Action item: From the first entry to the last, transcribe everything exactly.

Source data:
────────
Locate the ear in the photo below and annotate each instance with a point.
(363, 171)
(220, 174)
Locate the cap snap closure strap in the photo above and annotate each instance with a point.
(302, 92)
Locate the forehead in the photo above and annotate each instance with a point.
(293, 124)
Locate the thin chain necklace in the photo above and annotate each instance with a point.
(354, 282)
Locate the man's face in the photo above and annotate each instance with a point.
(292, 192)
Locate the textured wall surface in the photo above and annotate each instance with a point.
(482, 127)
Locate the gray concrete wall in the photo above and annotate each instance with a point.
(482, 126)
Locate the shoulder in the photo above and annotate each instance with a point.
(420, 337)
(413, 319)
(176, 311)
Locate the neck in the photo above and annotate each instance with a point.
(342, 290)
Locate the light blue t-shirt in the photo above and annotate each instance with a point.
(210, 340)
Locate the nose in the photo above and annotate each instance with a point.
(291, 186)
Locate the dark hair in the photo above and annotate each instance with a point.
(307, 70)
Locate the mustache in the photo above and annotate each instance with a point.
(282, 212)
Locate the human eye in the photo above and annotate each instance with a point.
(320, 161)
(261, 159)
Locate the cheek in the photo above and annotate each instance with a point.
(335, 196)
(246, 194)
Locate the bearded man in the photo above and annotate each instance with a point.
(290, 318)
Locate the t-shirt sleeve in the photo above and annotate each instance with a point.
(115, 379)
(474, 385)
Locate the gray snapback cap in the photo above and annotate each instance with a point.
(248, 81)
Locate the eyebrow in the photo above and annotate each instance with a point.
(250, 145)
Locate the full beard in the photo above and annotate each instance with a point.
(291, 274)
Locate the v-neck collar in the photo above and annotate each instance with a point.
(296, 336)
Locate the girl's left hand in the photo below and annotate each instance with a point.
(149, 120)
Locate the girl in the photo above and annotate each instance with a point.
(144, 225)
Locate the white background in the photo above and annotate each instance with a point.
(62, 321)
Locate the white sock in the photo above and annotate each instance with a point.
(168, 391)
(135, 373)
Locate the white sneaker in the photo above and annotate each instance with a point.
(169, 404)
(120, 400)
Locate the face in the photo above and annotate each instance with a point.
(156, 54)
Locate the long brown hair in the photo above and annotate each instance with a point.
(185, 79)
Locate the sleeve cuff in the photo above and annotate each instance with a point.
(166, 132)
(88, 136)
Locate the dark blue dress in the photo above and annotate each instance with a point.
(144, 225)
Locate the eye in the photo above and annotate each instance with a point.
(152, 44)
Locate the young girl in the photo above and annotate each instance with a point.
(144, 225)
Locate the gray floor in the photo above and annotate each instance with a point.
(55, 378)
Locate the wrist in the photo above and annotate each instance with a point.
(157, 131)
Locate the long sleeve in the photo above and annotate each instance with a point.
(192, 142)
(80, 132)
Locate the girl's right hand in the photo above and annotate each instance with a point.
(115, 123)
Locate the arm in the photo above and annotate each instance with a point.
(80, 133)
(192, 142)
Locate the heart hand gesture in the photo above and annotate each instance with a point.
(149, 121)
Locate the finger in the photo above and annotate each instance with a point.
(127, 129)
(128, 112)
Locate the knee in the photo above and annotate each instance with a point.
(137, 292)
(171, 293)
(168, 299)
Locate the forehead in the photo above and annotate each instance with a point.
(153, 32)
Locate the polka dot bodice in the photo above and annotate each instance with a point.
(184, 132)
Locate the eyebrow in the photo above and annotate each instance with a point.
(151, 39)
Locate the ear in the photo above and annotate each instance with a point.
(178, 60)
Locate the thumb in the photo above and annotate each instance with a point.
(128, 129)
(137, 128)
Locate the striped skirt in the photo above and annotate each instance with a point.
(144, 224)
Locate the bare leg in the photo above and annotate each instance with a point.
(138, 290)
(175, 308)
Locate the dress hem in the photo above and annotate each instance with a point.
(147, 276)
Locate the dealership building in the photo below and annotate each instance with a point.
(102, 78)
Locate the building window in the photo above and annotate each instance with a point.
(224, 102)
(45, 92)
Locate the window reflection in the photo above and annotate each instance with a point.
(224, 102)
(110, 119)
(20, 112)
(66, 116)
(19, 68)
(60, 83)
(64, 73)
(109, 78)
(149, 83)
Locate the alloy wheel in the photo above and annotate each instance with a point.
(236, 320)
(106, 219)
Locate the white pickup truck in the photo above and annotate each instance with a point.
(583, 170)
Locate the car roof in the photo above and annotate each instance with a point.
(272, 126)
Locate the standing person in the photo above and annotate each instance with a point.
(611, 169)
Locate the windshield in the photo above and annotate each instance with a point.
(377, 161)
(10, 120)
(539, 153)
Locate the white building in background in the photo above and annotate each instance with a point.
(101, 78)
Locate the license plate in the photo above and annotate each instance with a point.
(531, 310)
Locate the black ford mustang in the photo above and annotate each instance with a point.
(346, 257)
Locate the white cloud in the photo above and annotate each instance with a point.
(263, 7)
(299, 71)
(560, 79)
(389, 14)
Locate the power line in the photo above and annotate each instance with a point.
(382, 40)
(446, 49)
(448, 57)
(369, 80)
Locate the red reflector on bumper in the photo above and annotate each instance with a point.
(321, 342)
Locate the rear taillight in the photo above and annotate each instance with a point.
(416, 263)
────────
Answer for the task:
Locate the ear in the photo below and annotate each instance with a point.
(363, 171)
(220, 174)
Locate the cap snap closure strap in the photo above and annotate each instance with a point.
(302, 92)
Locate the forehead in the photo above and annotate each instance with a point.
(293, 124)
Locate the thin chain necklace in the photo above and annotate each instance with a point.
(354, 282)
Locate the man's face in the photo above and annotate each instance with a point.
(292, 192)
Locate the textured wall surface in the photo above and annotate each instance with a point.
(482, 127)
Locate the gray concrete wall in the photo above and annotate each instance with a point.
(482, 126)
Locate the shoulder in the photo above and annotate each instance with a point.
(420, 337)
(413, 319)
(176, 311)
Locate the neck in the photo above and annotate each instance with a point.
(342, 290)
Locate the light blue t-shirt in the photo above and annotate each instance with a point.
(210, 340)
Locate the nose in the photo above and annotate each instance with a point.
(291, 186)
Locate the dark hair in the photo above and annotate each instance with a point.
(307, 70)
Locate the mustache in the photo above and annotate each instance with a point.
(282, 212)
Locate the human eye in the photo above and annotate each instance with a point.
(320, 161)
(261, 159)
Locate the cheek in the photo above and annotate each instance with a point.
(335, 196)
(246, 194)
Locate the bearded man in the photo above and annotate each instance with a point.
(290, 318)
Locate the t-shirt sleeve in the photo above and annotate each instance with a point.
(115, 379)
(474, 385)
Locate the gray snapback cap in the photo above and annotate each instance with a point.
(248, 81)
Locate the eyebrow in the photo above and annotate each instance with a point.
(250, 145)
Locate the full beard in the photo above and annotate each instance with a point.
(291, 274)
Locate the v-neck collar in the photo above and annotate each instance with a point.
(296, 336)
Locate the girl's left hand in the photo below and annotate each instance with a point.
(149, 120)
Locate the girl in the photo above and annotate each instance with a point.
(144, 225)
Locate the white background in the photo above and annotate each instance with a point.
(62, 321)
Locate the white sock in the photo above and annotate each instance with a point.
(168, 391)
(135, 373)
Locate the white sneaker in the photo above and annotate each instance with a point.
(169, 404)
(120, 400)
Locate the face in the photo above and annotate each instance with a point.
(156, 54)
Locate the long brown hair in the photo above and annotate each instance with a point.
(185, 79)
Locate the sleeve cuff in the photo above and annotate each instance with a point.
(166, 132)
(88, 136)
Locate the dark blue dress in the photo above and annotate each instance with a point.
(144, 225)
Locate the eye in the photo above and annotate each instance with a point.
(152, 44)
Locate the young girl in the photo above and annotate each instance with a point.
(144, 225)
Locate the gray floor in the photo above and annotate each instance with a point.
(55, 378)
Locate the wrist in the photo above and annotate each instance with a point.
(157, 131)
Locate the long sleeve in the photo above and annotate each instance with a point.
(192, 142)
(80, 132)
Locate the girl's right hand in the photo above and annotate each instance with a point.
(115, 123)
Locate the arm in the photo above and annotate each instance with a point.
(80, 133)
(192, 142)
Locate the heart hand gesture in the photo above and annotate each instance with a point.
(149, 121)
Locate the finger in the photo above and annotate each instance with a point.
(127, 129)
(128, 112)
Locate the knee in the photo above and annotate each instance with a point.
(137, 292)
(171, 293)
(168, 299)
Locate the forehead in the photo above and annotate each instance with a point.
(153, 32)
Locate the polka dot bodice in the photo above and annotate each instance with a point.
(184, 132)
Locate the eyebrow in the photo above and annotate each instance with a point.
(151, 39)
Locate the ear in the photo above and annotate each instance with a point.
(178, 60)
Locate the thumb in the photo above and annotate each instance with a point.
(128, 129)
(137, 128)
Locate the striped skirt in the photo above and annotate each instance with a point.
(144, 224)
Locate the bare leg in the photo above and annotate each instance with a point.
(138, 290)
(175, 308)
Locate the dress hem in the photo above and annotate each instance with a point.
(147, 276)
Locate the dealership building in the photo below and annotate each instance with a point.
(102, 78)
Locate the building window in the photo above and annotate each instance with a point.
(224, 102)
(45, 92)
Locate the window reflection in the photo above and annotate each instance with a point.
(224, 102)
(110, 119)
(20, 112)
(66, 116)
(19, 68)
(60, 83)
(64, 73)
(109, 78)
(149, 83)
Locate the alloy wheel in the photo above and annotate each instance with a point.
(236, 320)
(106, 219)
Locate the white pickup truck in the photo above and annotate each instance with a point.
(583, 170)
Locate the car roof in the photo above and annotate each instance with a point.
(272, 126)
Locate the standing person in the photo above and annotate each instance with a point.
(611, 169)
Locate the windshield in the photo above and annotate each instance with a point.
(377, 161)
(10, 120)
(539, 153)
Locate the white building in background in the photo above and annotate each instance with a point.
(101, 78)
Locate the license plate in the photo above and annotate each instance with a point.
(531, 310)
Locate the black ford mustang in the photo above and annotate each instance with a point.
(346, 257)
Locate the white cloud in the photo above and annotate each instance with a point.
(263, 7)
(299, 71)
(560, 79)
(389, 14)
Locate the power line in the photo above and annotate each instance with a point.
(382, 40)
(446, 49)
(448, 57)
(369, 80)
Locate the red reflector on bumper in the photo above and annotate each instance with a point.
(321, 342)
Locate the rear taillight in the photo above and annotate each instance with a point.
(416, 263)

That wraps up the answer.